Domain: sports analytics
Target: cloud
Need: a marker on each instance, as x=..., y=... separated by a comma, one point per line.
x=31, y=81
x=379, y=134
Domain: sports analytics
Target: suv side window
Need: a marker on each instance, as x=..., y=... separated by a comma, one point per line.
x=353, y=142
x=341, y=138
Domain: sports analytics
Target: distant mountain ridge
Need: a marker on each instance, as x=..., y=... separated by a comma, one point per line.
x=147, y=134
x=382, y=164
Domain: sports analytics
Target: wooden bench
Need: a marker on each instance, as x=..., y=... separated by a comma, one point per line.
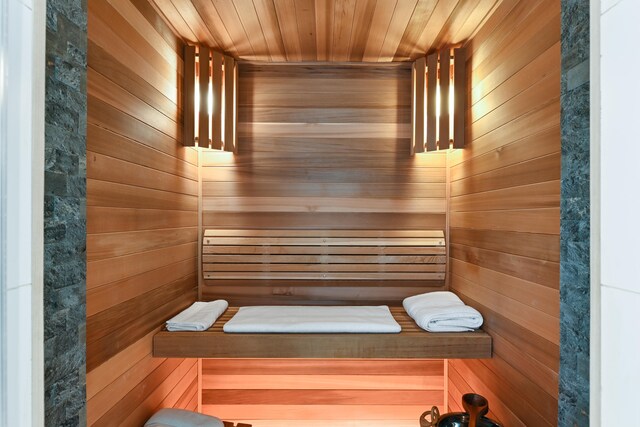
x=331, y=257
x=411, y=343
x=337, y=267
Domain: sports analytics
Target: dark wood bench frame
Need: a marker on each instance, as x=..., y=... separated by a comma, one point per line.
x=390, y=257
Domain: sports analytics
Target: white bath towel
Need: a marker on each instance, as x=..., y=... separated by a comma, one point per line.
x=198, y=317
x=313, y=319
x=442, y=312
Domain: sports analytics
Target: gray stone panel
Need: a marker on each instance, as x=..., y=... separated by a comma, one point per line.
x=65, y=213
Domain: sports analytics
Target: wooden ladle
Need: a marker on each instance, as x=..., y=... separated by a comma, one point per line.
x=477, y=407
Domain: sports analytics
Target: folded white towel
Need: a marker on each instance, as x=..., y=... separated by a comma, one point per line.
x=442, y=312
x=313, y=319
x=430, y=299
x=198, y=317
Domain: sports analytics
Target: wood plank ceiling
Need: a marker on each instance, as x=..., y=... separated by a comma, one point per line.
x=326, y=30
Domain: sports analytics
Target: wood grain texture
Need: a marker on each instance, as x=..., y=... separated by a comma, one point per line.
x=310, y=158
x=326, y=30
x=142, y=215
x=411, y=343
x=505, y=213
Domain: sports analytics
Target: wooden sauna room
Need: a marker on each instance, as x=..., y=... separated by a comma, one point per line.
x=318, y=173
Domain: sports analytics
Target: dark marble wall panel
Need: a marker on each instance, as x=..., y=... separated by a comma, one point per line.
x=573, y=402
x=65, y=219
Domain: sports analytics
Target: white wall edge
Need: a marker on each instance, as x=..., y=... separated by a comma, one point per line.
x=37, y=220
x=595, y=409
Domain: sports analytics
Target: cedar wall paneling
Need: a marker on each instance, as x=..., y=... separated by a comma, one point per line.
x=505, y=216
x=322, y=147
x=142, y=190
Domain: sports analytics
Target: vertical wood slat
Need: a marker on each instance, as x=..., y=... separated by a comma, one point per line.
x=216, y=116
x=188, y=89
x=419, y=75
x=203, y=81
x=432, y=87
x=445, y=63
x=230, y=74
x=459, y=96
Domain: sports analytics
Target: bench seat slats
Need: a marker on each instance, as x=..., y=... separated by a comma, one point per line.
x=324, y=255
x=411, y=343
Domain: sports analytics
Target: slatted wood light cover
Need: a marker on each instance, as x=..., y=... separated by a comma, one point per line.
x=442, y=122
x=209, y=99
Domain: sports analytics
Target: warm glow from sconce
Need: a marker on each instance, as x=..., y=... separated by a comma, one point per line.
x=451, y=106
x=196, y=107
x=438, y=107
x=439, y=103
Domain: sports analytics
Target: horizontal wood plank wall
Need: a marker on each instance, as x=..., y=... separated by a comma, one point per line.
x=322, y=147
x=318, y=393
x=505, y=216
x=142, y=218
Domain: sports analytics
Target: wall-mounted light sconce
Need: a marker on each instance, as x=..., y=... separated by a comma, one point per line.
x=209, y=99
x=438, y=103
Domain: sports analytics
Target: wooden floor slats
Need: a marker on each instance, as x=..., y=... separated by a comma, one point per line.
x=322, y=392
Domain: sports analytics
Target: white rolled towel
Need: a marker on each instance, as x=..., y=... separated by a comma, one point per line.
x=442, y=312
x=198, y=317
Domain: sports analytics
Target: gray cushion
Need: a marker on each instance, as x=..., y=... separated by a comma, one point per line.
x=181, y=418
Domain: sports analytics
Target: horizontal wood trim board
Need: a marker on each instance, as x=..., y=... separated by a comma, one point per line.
x=355, y=367
x=285, y=381
x=333, y=190
x=325, y=220
x=321, y=204
x=297, y=173
x=413, y=253
x=325, y=412
x=319, y=397
x=326, y=130
x=113, y=220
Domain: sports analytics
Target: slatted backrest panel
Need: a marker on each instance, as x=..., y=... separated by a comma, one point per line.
x=325, y=255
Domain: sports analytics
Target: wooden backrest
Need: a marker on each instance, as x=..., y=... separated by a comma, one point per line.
x=325, y=255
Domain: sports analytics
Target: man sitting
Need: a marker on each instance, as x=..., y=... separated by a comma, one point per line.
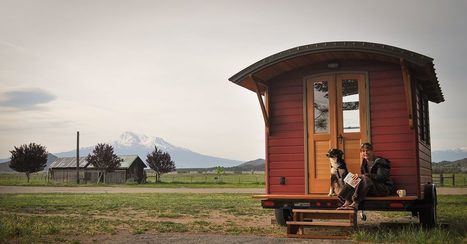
x=375, y=180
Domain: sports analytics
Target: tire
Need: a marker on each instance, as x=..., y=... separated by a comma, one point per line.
x=282, y=216
x=427, y=213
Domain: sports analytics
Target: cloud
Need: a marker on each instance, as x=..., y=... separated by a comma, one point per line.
x=26, y=98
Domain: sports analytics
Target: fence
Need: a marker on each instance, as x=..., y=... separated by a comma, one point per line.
x=212, y=178
x=450, y=179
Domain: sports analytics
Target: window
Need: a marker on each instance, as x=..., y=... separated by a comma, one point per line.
x=423, y=117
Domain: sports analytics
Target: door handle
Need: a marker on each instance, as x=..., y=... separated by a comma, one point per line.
x=340, y=139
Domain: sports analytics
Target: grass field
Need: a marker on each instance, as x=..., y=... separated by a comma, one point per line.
x=168, y=180
x=76, y=218
x=196, y=180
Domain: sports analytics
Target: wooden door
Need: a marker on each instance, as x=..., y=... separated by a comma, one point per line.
x=336, y=118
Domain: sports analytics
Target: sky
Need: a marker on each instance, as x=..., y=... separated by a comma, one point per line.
x=161, y=68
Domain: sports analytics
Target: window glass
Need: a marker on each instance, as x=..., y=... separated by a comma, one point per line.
x=350, y=106
x=321, y=106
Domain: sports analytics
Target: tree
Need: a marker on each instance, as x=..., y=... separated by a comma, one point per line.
x=104, y=160
x=28, y=158
x=160, y=162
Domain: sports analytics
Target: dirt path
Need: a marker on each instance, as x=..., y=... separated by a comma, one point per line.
x=45, y=189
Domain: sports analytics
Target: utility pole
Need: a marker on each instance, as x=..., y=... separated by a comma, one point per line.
x=77, y=157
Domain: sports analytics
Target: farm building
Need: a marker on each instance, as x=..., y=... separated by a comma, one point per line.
x=64, y=170
x=339, y=95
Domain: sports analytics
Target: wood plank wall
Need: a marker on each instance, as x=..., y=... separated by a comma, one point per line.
x=424, y=148
x=391, y=135
x=286, y=142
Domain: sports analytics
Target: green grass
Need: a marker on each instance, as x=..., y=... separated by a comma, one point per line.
x=168, y=181
x=31, y=218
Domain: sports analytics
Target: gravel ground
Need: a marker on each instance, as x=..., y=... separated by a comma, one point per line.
x=188, y=238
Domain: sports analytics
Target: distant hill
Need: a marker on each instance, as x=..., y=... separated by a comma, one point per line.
x=130, y=143
x=448, y=155
x=451, y=167
x=4, y=166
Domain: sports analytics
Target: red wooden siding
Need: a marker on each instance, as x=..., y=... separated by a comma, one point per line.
x=424, y=148
x=285, y=145
x=390, y=132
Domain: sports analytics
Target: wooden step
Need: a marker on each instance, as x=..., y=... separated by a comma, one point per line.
x=308, y=223
x=323, y=211
x=319, y=218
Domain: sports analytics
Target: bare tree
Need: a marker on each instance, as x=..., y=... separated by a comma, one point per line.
x=160, y=162
x=28, y=158
x=104, y=160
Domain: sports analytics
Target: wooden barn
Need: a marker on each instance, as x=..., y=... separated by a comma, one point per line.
x=64, y=170
x=339, y=95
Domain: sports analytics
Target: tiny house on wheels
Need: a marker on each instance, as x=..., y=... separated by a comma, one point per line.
x=340, y=95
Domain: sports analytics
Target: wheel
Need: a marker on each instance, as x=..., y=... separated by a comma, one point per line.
x=362, y=216
x=282, y=216
x=427, y=213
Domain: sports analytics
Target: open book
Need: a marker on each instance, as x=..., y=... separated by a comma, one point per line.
x=348, y=179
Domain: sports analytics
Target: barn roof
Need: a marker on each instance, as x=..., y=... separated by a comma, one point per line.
x=422, y=67
x=70, y=162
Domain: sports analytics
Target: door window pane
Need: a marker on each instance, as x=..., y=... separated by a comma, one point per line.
x=321, y=106
x=350, y=106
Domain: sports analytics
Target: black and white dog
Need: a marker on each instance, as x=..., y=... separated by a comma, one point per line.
x=338, y=170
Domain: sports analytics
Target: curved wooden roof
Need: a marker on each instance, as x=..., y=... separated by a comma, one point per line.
x=421, y=67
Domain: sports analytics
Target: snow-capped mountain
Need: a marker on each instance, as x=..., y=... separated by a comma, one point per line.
x=130, y=143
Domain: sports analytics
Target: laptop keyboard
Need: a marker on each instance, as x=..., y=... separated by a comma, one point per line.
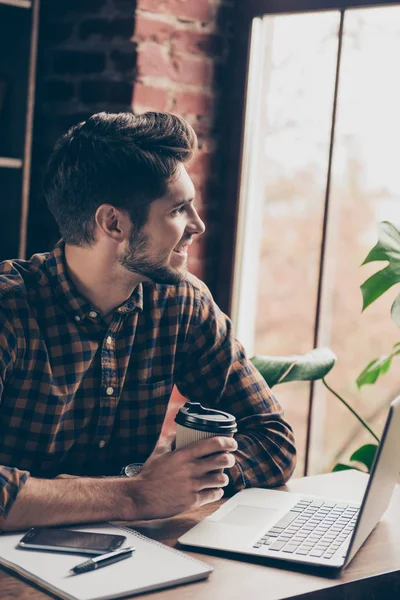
x=312, y=528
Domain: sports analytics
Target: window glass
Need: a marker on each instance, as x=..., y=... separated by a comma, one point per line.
x=297, y=114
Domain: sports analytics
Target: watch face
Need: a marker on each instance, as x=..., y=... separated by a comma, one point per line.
x=133, y=469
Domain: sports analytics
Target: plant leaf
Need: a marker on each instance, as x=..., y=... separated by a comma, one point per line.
x=387, y=249
x=395, y=311
x=299, y=367
x=343, y=467
x=365, y=455
x=377, y=368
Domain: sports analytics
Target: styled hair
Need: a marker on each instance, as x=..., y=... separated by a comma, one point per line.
x=121, y=159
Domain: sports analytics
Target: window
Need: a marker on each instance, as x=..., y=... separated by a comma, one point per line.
x=320, y=170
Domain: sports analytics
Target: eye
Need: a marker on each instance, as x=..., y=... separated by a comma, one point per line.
x=179, y=211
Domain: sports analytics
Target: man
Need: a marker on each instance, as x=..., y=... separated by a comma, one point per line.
x=94, y=334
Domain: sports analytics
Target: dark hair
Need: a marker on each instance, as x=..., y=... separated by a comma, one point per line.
x=121, y=159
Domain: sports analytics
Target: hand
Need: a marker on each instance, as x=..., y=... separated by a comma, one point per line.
x=173, y=482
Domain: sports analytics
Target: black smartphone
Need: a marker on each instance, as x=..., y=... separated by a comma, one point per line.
x=68, y=540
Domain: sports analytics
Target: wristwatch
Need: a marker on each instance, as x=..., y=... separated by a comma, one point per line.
x=131, y=470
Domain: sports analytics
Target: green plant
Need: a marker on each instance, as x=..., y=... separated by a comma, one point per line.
x=315, y=365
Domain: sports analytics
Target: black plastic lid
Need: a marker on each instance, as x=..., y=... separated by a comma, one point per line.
x=194, y=416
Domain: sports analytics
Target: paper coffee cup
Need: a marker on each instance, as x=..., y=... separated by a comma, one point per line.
x=194, y=423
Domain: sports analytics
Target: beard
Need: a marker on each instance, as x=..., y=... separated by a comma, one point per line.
x=136, y=260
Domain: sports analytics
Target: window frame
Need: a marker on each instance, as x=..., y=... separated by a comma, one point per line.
x=234, y=296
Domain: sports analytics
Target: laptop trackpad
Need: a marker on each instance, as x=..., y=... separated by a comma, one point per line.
x=248, y=516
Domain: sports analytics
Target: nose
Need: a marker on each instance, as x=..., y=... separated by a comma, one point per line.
x=196, y=225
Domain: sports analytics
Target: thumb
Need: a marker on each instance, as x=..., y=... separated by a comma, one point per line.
x=165, y=444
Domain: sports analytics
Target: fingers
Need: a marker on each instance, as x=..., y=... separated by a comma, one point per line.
x=164, y=445
x=222, y=460
x=210, y=446
x=209, y=495
x=213, y=480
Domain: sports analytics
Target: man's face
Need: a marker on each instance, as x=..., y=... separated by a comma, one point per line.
x=158, y=251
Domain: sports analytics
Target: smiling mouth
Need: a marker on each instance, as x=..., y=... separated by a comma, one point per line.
x=182, y=249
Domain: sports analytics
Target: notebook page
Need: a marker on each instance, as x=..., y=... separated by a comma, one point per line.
x=152, y=566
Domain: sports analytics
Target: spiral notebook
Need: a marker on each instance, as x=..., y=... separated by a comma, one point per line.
x=152, y=566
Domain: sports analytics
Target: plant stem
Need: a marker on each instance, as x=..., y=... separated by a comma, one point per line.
x=351, y=409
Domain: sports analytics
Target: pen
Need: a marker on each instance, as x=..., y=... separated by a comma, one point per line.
x=103, y=560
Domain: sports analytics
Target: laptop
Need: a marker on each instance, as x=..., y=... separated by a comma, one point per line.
x=304, y=529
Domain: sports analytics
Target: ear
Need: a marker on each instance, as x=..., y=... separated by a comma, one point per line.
x=113, y=222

• _Task prompt_: Output the records above exactly, from their first line through the line that contains "Target: distant mountain ridge", and add nothing.

• _Exercise response_:
Domain: sports analytics
Target: cloud
Need: a marker on each instance, as x=..., y=... separated by a comma, one point per line.
x=31, y=81
x=379, y=134
Domain: sports analytics
Target: suv side window
Need: a marker on each instance, as x=..., y=... separated by a comma, one point per line.
x=353, y=142
x=341, y=138
Domain: sports analytics
Target: distant mountain ridge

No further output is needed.